Work to complete:
Go through the data below and return each line where the string "logo" appears.

======== Data shown

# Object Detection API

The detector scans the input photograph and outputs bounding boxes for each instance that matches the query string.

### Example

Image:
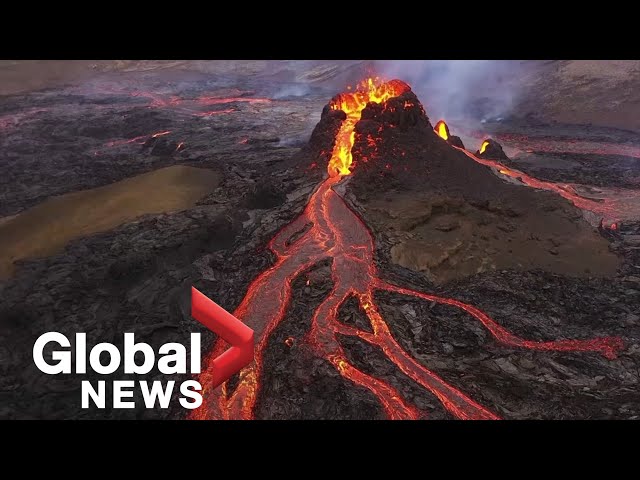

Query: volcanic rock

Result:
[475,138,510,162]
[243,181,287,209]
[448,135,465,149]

================
======== Data shown

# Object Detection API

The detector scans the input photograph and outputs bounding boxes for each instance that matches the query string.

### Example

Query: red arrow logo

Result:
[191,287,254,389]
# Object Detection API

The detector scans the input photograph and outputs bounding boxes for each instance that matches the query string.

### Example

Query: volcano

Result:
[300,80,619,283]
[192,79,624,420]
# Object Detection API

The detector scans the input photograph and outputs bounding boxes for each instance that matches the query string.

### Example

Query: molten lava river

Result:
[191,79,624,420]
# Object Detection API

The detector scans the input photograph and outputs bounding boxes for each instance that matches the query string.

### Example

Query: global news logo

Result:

================

The answer:
Query: red arrow logo
Query: global news logo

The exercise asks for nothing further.